Problem statement: In the text on NCAR's Gulf oil spill projection, why did the scientific team model a liquid dye instead of actual oil? Answer in one to three sentences.

Text under study:
◆ ◆ ◆ ◆
10 March 2011

It is Always the Media's Fault


Last summer NCAR issued a dramatic press release announcing that oil from the Gulf spill would soon be appearing on the beaches of the Atlantic ocean.  I discussed it here.

Here are the first four paragraphs of that press release:
BOULDER—A detailed computer modeling study released today indicates that oil from the massive spill in the Gulf of Mexico might soon extend along thousands of miles of the Atlantic coast and open ocean as early as this summer. The modeling results are captured in a series of dramatic animations produced by the National Center for Atmospheric Research (NCAR) and collaborators.

The research was supported in part by the National Science Foundation, NCAR’s sponsor. The results were reviewed by scientists at NCAR and elsewhere, although not yet submitted for peer-review publication.

“I’ve had a lot of people ask me, ‘Will the oil reach Florida?’” says NCAR scientist Synte Peacock, who worked on the study. “Actually, our best knowledge says the scope of this environmental disaster is likely to reach far beyond Florida, with impacts that have yet to be understood.”

The computer simulations indicate that, once the oil in the uppermost ocean has become entrained in the Gulf of Mexico’s fast-moving Loop Current, it is likely to reach Florida's Atlantic coast within weeks. It can then move north as far as about Cape Hatteras, North Carolina, with the Gulf Stream, before turning east. Whether the oil will be a thin film on the surface or mostly subsurface due to mixing in the uppermost region of the ocean is not known.
A few weeks ago NCAR's David Hosansky who presumably wrote that press release, asks whether NCAR got it wrong.  His answer?  No, not really:
During last year’s crisis involving the massive release of oil into the Gulf of Mexico, NCAR issued a much-watched animation projecting that the oil could reach the Atlantic Ocean. But detectable amounts of oil never made it to the Atlantic, at least not in an easily visible form on the ocean surface. Not surprisingly, we’ve heard from a few people asking whether NCAR got it wrong.

These events serve as a healthy reminder of a couple of things:

*the difference between a projection and an actual forecast
*the challenges of making short-term projections of natural processes that can act chaotically, such as ocean currents
What then went wrong?
First, the projection. Scientists from NCAR, the Department of Energy’s Los Alamos National Laboratory, and IFM-GEOMAR in Germany did not make a forecast of where the oil would go. Instead, they issued a projection. While there’s not always a clear distinction between the two, forecasts generally look only days or hours into the future and are built mostly on known elements (such as the current amount of humidity in the atmosphere). Projections tend to look further into the future and deal with a higher number of uncertainties (such as the rate at which oil degrades in open waters and the often chaotic movements of ocean currents).

Aware of the uncertainties, the scientific team projected the likely path of the spill with a computer model of a liquid dye. They used dye rather than actual oil, which undergoes bacterial breakdown, because a reliable method to simulate that breakdown was not available. As it turned out, the oil in the Gulf broke down quickly due to exceptionally strong bacterial action and, to some extent, the use of chemical dispersants.

Second, the challenges of short-term behavior. The Gulf's Loop Current acts as a conveyor belt, moving from the Yucatan through the Florida Straits into the Atlantic. Usually, the current curves northward near the Louisiana and Mississippi coasts—a configuration that would have put it on track to pick up the oil and transport it into open ocean. However, the current’s short-term movements over a few weeks or even months are chaotic and impossible to predict. Sometimes small eddies, or mini-currents, peel off, shifting the position and strength of the main current.
◆ ◆ ◆ ◆
Data listing:

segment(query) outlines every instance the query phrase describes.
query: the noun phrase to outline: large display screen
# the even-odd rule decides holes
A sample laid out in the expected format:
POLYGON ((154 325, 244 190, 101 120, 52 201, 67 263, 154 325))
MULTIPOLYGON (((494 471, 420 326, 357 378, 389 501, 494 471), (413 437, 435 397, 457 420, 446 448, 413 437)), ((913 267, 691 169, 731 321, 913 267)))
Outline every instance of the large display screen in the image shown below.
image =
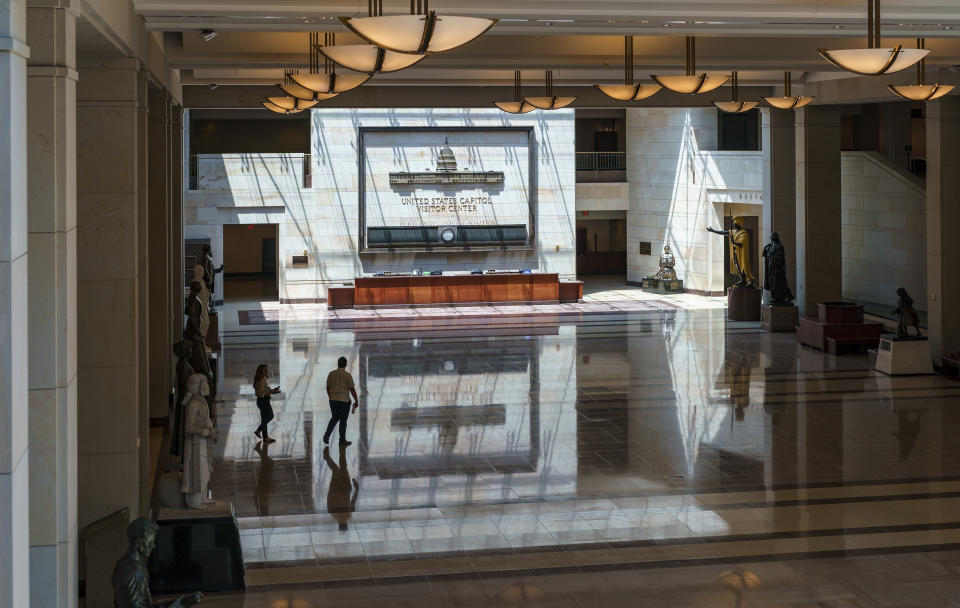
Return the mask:
POLYGON ((529 245, 532 128, 361 128, 366 250, 529 245))

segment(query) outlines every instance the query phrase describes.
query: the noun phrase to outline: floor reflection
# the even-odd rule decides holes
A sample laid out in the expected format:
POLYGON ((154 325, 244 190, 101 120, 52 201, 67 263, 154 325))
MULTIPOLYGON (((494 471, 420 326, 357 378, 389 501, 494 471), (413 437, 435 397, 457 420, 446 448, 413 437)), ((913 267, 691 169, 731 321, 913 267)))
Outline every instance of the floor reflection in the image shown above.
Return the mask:
POLYGON ((439 557, 449 573, 510 570, 530 567, 530 550, 581 567, 743 554, 737 543, 876 549, 960 527, 960 384, 878 376, 865 356, 801 348, 723 310, 578 306, 298 309, 270 324, 225 307, 211 488, 234 503, 251 572, 364 564, 357 576, 376 578, 439 557), (313 421, 341 355, 359 440, 332 456, 313 421), (258 363, 284 388, 269 448, 253 436, 258 363))

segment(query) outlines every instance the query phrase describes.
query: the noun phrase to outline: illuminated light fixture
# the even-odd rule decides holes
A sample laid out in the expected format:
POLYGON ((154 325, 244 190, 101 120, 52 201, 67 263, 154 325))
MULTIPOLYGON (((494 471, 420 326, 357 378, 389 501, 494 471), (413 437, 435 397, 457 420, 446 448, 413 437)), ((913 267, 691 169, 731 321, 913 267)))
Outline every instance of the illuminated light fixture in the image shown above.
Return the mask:
POLYGON ((546 73, 546 95, 543 97, 524 97, 523 101, 541 110, 559 110, 565 108, 576 97, 557 97, 553 94, 553 70, 546 73))
MULTIPOLYGON (((924 39, 917 38, 917 48, 922 49, 924 46, 924 39)), ((888 84, 887 88, 910 101, 933 101, 952 91, 953 85, 940 84, 939 82, 927 84, 927 59, 923 58, 917 63, 917 84, 888 84)))
MULTIPOLYGON (((383 0, 368 0, 367 10, 370 17, 383 16, 383 0)), ((373 44, 351 44, 347 46, 323 46, 320 52, 348 70, 377 74, 397 72, 418 63, 426 55, 408 55, 380 48, 373 44)))
POLYGON ((367 0, 374 17, 340 17, 370 44, 395 53, 433 55, 461 47, 496 25, 496 19, 438 17, 429 0, 410 0, 409 15, 383 16, 383 0, 367 0), (377 4, 376 9, 372 6, 377 4))
POLYGON ((686 76, 650 76, 650 78, 671 91, 687 95, 712 91, 730 80, 730 77, 726 74, 697 75, 697 43, 693 36, 687 36, 686 76))
POLYGON ((761 97, 760 99, 764 100, 771 106, 779 108, 781 110, 796 110, 807 105, 813 101, 813 97, 805 97, 803 95, 797 95, 794 97, 790 94, 790 72, 783 73, 783 97, 761 97))
POLYGON ((303 110, 287 110, 286 108, 281 108, 277 104, 272 103, 270 101, 261 101, 260 105, 270 110, 271 112, 276 112, 277 114, 283 114, 284 116, 296 114, 297 112, 303 112, 303 110))
POLYGON ((867 48, 828 51, 820 56, 835 67, 861 76, 879 76, 905 70, 927 56, 926 49, 903 46, 880 48, 880 0, 867 0, 867 48))
POLYGON ((283 84, 278 84, 277 88, 284 92, 285 95, 290 97, 296 97, 297 99, 302 99, 304 101, 326 101, 328 99, 333 99, 339 93, 317 93, 316 91, 311 91, 306 87, 302 87, 293 81, 293 75, 297 72, 293 70, 288 70, 283 74, 283 84))
MULTIPOLYGON (((333 46, 334 34, 327 32, 324 34, 324 45, 333 46)), ((366 81, 370 80, 370 74, 347 74, 341 76, 336 73, 334 63, 324 58, 324 73, 320 74, 320 34, 310 33, 310 73, 309 74, 291 74, 290 79, 294 84, 322 95, 331 95, 343 93, 355 89, 366 81)))
POLYGON ((715 101, 713 102, 714 107, 723 112, 728 112, 730 114, 741 114, 743 112, 749 112, 750 110, 757 107, 759 101, 740 101, 740 79, 737 77, 737 71, 734 70, 731 75, 732 86, 730 87, 733 90, 730 101, 715 101))
POLYGON ((640 101, 653 96, 661 88, 658 84, 633 83, 633 36, 623 37, 624 84, 595 84, 600 92, 618 101, 640 101))
POLYGON ((520 95, 520 70, 513 71, 513 101, 495 101, 493 105, 509 114, 526 114, 536 110, 520 95))
POLYGON ((278 108, 297 111, 312 108, 320 103, 319 101, 304 101, 303 99, 297 99, 296 97, 267 97, 267 101, 278 108))

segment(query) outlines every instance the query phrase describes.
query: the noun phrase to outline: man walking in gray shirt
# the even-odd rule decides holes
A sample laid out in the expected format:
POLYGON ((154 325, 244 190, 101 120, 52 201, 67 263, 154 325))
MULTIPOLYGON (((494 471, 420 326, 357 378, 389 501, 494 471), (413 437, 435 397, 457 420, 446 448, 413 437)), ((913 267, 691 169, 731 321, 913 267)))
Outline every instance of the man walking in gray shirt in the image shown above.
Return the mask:
POLYGON ((323 442, 330 443, 330 433, 333 427, 340 423, 340 445, 348 446, 352 441, 347 441, 347 416, 350 415, 350 397, 353 396, 353 411, 356 412, 360 406, 360 398, 357 397, 357 389, 353 384, 353 376, 347 371, 347 358, 337 359, 337 369, 327 375, 327 396, 330 397, 330 422, 327 424, 327 432, 323 434, 323 442))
◆ ◆ ◆ ◆
Completed exercise: Actual oil undergoes bacterial breakdown, and no reliable method to simulate that breakdown was available. The team therefore modeled the spill's likely path with a liquid dye.